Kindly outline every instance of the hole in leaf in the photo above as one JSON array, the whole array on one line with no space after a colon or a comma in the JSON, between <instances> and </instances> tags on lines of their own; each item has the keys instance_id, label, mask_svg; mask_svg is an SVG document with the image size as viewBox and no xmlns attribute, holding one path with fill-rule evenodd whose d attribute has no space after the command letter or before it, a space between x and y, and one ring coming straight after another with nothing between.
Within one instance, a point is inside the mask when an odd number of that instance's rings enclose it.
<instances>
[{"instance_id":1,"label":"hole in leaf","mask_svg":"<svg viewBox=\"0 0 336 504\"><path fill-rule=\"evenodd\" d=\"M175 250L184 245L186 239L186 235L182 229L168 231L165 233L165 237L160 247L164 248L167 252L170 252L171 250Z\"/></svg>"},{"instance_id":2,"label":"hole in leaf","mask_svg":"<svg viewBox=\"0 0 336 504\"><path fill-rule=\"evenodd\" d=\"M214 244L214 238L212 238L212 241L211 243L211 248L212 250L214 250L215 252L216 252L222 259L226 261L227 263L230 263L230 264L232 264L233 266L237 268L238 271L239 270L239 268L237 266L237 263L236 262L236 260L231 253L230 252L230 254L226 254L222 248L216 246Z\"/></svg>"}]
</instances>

________________________________________

* **EXERCISE DESCRIPTION**
Please pick out every line of the records that contains the string "evenodd" and copy each one in full.

* **PROBLEM SOLUTION**
Kindly outline every instance of the hole in leaf in the photo above as one JSON array, the whole array on one line with no space after a colon or a comma in the JSON, between <instances> and </instances> tags on lines of their own; each item has the keys instance_id, label, mask_svg; mask_svg is an SVG document with the image size as viewBox and no xmlns attribute, holding one path with fill-rule evenodd whose d attribute has no space after the command letter or before it, a space between x and y, and one ring coming straight after another with nothing between.
[{"instance_id":1,"label":"hole in leaf","mask_svg":"<svg viewBox=\"0 0 336 504\"><path fill-rule=\"evenodd\" d=\"M175 250L184 245L186 239L186 235L182 229L168 231L165 233L165 237L160 247L164 248L167 252L170 252L171 250Z\"/></svg>"},{"instance_id":2,"label":"hole in leaf","mask_svg":"<svg viewBox=\"0 0 336 504\"><path fill-rule=\"evenodd\" d=\"M214 244L214 238L212 238L212 241L211 243L211 248L212 250L214 250L215 252L216 252L222 259L226 261L227 263L230 263L230 264L232 264L233 266L237 268L238 271L239 270L239 268L237 266L237 263L236 262L236 260L231 253L230 252L230 254L226 254L222 248L216 246Z\"/></svg>"}]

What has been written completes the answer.